Task to complete >> Give the entries again, word for word.

Data excerpts >>
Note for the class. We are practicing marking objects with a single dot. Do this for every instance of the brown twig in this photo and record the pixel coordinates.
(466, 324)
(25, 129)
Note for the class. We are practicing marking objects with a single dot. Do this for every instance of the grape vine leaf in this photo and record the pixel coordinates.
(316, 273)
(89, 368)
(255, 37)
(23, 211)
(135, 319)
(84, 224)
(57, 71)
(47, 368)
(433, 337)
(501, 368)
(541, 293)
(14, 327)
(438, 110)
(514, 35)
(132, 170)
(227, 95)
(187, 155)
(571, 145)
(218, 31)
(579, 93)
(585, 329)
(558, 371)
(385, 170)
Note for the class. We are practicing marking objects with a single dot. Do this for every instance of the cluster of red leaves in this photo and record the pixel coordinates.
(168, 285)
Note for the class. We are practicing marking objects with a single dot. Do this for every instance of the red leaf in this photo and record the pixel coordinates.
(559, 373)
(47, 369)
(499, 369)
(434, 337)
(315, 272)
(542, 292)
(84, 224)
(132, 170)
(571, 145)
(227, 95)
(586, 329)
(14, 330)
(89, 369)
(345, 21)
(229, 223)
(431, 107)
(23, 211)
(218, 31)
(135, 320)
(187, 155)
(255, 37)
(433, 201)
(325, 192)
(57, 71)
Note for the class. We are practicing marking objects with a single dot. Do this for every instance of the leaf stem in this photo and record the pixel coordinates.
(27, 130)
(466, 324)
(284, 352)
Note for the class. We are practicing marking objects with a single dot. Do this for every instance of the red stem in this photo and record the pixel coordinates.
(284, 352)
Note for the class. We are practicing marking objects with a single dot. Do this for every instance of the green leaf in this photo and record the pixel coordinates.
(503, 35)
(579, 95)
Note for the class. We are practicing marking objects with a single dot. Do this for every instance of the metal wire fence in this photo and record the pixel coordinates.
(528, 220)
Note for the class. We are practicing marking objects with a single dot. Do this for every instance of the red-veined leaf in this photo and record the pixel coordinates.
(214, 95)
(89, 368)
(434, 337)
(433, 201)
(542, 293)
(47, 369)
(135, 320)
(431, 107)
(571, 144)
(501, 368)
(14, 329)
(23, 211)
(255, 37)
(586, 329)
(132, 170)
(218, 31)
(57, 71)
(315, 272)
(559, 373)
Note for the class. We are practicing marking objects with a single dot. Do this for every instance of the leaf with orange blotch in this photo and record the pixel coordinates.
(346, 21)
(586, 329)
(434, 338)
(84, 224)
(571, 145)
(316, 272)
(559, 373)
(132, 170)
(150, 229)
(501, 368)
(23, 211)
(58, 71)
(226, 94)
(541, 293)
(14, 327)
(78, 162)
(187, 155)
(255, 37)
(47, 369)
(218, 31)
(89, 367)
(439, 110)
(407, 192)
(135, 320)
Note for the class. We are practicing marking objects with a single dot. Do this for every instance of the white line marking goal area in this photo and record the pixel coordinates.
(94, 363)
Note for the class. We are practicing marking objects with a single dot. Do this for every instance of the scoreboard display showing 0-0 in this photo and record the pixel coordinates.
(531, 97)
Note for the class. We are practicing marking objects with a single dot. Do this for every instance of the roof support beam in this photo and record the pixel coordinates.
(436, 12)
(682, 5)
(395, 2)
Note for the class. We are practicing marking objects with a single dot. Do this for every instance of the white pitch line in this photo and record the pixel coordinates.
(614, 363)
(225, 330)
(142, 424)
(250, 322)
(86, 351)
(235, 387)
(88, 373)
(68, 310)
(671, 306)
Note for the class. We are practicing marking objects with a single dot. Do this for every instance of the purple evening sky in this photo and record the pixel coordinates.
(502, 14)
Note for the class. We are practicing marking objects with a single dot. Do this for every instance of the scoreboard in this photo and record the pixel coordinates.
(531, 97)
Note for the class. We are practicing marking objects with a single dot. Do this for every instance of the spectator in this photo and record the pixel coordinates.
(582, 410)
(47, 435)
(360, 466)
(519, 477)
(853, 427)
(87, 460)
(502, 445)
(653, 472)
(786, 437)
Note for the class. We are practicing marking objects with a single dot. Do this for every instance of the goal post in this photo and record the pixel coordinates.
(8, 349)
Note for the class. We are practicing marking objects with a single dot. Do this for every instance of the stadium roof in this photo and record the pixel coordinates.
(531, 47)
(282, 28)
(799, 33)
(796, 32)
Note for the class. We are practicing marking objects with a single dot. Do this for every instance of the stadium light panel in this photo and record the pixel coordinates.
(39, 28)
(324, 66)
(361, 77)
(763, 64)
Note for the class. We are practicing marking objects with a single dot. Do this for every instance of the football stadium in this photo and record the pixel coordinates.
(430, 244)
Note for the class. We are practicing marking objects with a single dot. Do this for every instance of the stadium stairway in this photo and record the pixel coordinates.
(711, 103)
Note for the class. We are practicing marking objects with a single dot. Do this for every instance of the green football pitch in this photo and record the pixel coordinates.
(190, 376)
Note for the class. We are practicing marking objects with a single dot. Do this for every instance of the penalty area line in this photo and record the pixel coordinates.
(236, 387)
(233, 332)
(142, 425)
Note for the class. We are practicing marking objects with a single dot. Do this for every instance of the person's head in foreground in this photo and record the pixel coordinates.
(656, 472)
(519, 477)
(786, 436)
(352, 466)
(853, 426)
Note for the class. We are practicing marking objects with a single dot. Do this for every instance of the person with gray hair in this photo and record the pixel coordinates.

Solution >>
Note for the class. We are practicing marking objects with a single dot. Do this for every instance of the brown twig in this photo and record the pixel coordinates.
(466, 324)
(25, 129)
Note for the class. We are practicing marking objects with a single dot. Do this for every instance of the grape vine leaf in this photo and record the pixel coordinates.
(316, 273)
(89, 368)
(255, 37)
(23, 211)
(135, 319)
(84, 224)
(57, 71)
(47, 368)
(433, 337)
(501, 368)
(541, 293)
(14, 327)
(438, 110)
(514, 35)
(132, 170)
(227, 95)
(187, 155)
(571, 145)
(218, 31)
(579, 93)
(585, 329)
(558, 371)
(385, 170)
Note for the class. We are practicing marking objects with a single dot. Do this for every instance of the cluster of red leaves in this photo and record the pixel coordinates.
(168, 285)
Note for the class. We are practicing marking objects with a single dot. Do this for every instance of the red leaf in this photo and record the pixel coordinates.
(559, 373)
(47, 369)
(499, 369)
(434, 337)
(315, 272)
(542, 292)
(84, 224)
(132, 170)
(571, 145)
(227, 95)
(586, 329)
(14, 330)
(89, 369)
(345, 21)
(229, 223)
(431, 107)
(23, 211)
(218, 31)
(135, 320)
(187, 155)
(255, 37)
(433, 201)
(325, 192)
(57, 71)
Note for the class. We are practicing marking objects with a single dot. Do this for every instance of the leaf stem in this photo and record the pixel coordinates.
(27, 130)
(466, 324)
(284, 352)
Note for the class. We are practicing marking objects with a single dot. Do this for every instance of the red stem in this photo and record the pixel coordinates.
(284, 352)
Note for the class. We are practicing marking objects with a single dot. Do this for every instance of the green leaf in this photo and record the pixel coordinates.
(503, 35)
(579, 95)
Note for the class. We are practicing marking objects with a single dot. Do this for every instance of the metal wire fence in this photo and record the pixel coordinates.
(528, 220)
Note for the class. We are practicing marking objects with a single dot. Do this for every instance of the red-veined leaf in this photo and record the pixel coordinates.
(214, 95)
(89, 368)
(434, 337)
(433, 201)
(542, 293)
(47, 369)
(135, 320)
(431, 107)
(571, 144)
(501, 368)
(14, 329)
(23, 211)
(255, 37)
(586, 329)
(132, 170)
(218, 31)
(57, 71)
(315, 272)
(559, 373)
Note for the class. We are practicing marking objects with a single dot. Do this for every instance of the leaf with orange blotch in this photo and record the pixel coordinates.
(346, 21)
(586, 329)
(434, 338)
(84, 224)
(571, 145)
(316, 272)
(559, 373)
(132, 170)
(150, 229)
(501, 368)
(23, 211)
(58, 71)
(226, 94)
(541, 293)
(14, 327)
(78, 162)
(187, 155)
(255, 37)
(47, 369)
(218, 31)
(89, 367)
(439, 110)
(407, 192)
(135, 320)
Note for the class. We are practicing marking objects with a single dot. Do this for every instance of the white line marking goal area in this photo and record the pixel coordinates.
(94, 363)
Note for the class. We are practicing marking objects with a single dot. Do this for every instance of the scoreboard display showing 0-0 in this photo and record the pixel coordinates.
(531, 97)
Note for the class. We are practicing marking objects with a single dot. Do this for every instance of the roof support beam in this photo and record the pixel coordinates.
(436, 12)
(682, 5)
(395, 2)
Note for the class. We are practicing marking objects with a single dot. Do this for every instance of the white pitch line in this photo and record the pixel coordinates.
(614, 363)
(225, 330)
(142, 424)
(250, 322)
(86, 351)
(235, 387)
(88, 373)
(68, 310)
(671, 306)
Note for the class. We are practicing marking objects with a single dot. Do this for every instance of the purple evening sky in this photo and record the pixel coordinates.
(502, 14)
Note for the class. We are practicing marking objects with a single dot. Do this for every instance of the scoreboard in this photo and record the pixel coordinates.
(531, 97)
Note for the class. We are practicing marking objects with a single dot. Do this for every instance of the spectator in this photo and record the pixel coordinates.
(582, 410)
(47, 435)
(360, 466)
(519, 477)
(853, 427)
(87, 460)
(502, 445)
(653, 472)
(786, 437)
Note for the class. We are practicing marking objects with a single dot. Do this for every instance of the goal post in this photo and record the pixel coordinates.
(8, 349)
Note for the class. We are practicing marking objects with a single dot. Do this for every instance of the stadium roof in this photo and record the pixel coordinates.
(531, 47)
(282, 28)
(799, 33)
(796, 32)
Note for the class. We are practicing marking objects with a single dot. Do this for every instance of the stadium light panel in this photo and record the pixel coordinates.
(39, 28)
(324, 66)
(361, 77)
(763, 64)
Note for the class. We are practicing marking objects with a single dot. Do this for every instance of the football stadium in this photo and record the pixel coordinates.
(430, 244)
Note for the class. We are practicing marking objects with a single dot. Do this for every instance of the stadium stairway in this photo and record the pixel coordinates.
(711, 103)
Note for the class. We are practicing marking objects with a single dot. Do this for every instance of the green football pitch in this photo and record the pixel coordinates.
(190, 376)
Note for the class. We are practicing marking objects with a single dot. Do this for every instance of the penalty area line in this photo and record the pixel coordinates.
(236, 387)
(233, 332)
(142, 425)
Note for the class. We are practicing marking objects with a single dot. Do this for every instance of the person's head in foreground in this photo and record the pixel coordinates.
(656, 472)
(519, 477)
(786, 436)
(352, 466)
(853, 426)
Note for the class. We are practicing marking objects with a single dot. Do this for every instance of the person with gray hair in this photo and record the pixel coordinates.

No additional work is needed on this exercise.